Records from a data source:
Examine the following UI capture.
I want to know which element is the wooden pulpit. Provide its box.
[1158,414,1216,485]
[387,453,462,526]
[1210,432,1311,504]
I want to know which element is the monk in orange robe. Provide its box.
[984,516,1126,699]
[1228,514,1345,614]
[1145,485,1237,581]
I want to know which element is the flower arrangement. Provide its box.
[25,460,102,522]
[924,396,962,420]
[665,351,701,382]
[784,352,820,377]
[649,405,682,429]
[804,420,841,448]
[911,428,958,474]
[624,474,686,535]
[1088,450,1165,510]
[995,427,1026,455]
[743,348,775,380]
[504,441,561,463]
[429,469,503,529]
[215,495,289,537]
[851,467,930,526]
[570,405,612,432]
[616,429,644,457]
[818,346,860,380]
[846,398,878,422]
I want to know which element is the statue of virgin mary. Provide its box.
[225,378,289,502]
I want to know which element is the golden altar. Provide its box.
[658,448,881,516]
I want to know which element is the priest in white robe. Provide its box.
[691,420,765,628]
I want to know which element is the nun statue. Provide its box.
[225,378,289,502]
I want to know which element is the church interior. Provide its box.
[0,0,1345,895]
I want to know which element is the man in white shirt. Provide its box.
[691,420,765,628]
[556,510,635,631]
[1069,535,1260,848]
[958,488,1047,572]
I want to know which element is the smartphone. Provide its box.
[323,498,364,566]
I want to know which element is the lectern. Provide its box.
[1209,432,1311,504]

WRITTEN INSTRUCTION:
Copy out everything in the records above, from the line containing "I want to know which element is the priest" down to the end of the records, both ends included.

RESPONSE TO THIS EXERCISE:
I want to know which element is the priest in white robe. Provide its box.
[691,420,765,628]
I want to know which element is the nun statue. Provide its box.
[225,378,289,502]
I want to know which element is the church interior. Provide its box.
[0,0,1345,895]
I want to know which element is the man in white shirt. Provide its box.
[691,420,765,628]
[556,510,635,631]
[1069,535,1260,848]
[958,488,1047,572]
I want to know which element is the smartphone. Provide its box.
[323,498,364,566]
I want to know which element is the lectern. Provide its box.
[1209,432,1311,504]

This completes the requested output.